DIRECTION
Carry over the items from the line that contains "tree with a point in the photo below." through the end of the items, including both ends, and add 149 to every coordinate in the answers.

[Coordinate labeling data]
::::

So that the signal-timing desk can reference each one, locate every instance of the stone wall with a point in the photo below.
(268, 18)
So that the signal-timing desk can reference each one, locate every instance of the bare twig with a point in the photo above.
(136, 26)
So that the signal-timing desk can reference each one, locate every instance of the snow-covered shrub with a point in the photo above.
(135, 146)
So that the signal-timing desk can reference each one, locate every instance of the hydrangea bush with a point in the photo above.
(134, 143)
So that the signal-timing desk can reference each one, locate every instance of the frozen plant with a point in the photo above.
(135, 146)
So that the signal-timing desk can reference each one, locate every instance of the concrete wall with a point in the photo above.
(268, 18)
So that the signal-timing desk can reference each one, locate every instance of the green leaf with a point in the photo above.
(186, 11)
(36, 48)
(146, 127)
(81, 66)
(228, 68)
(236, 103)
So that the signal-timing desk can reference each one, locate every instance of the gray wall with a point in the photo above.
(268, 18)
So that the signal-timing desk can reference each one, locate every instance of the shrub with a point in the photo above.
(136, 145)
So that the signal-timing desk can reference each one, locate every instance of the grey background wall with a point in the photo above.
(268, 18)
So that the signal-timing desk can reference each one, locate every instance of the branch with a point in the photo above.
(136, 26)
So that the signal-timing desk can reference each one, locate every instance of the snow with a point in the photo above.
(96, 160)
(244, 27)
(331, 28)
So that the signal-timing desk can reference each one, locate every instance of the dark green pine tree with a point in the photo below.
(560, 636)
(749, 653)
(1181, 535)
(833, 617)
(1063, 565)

::::

RESPONSE TO THE TASK
So that the signal-timing desk can reference each one, locate every instance of the dark green pine tree with a point in the photo below.
(709, 785)
(898, 802)
(1330, 684)
(982, 766)
(1212, 714)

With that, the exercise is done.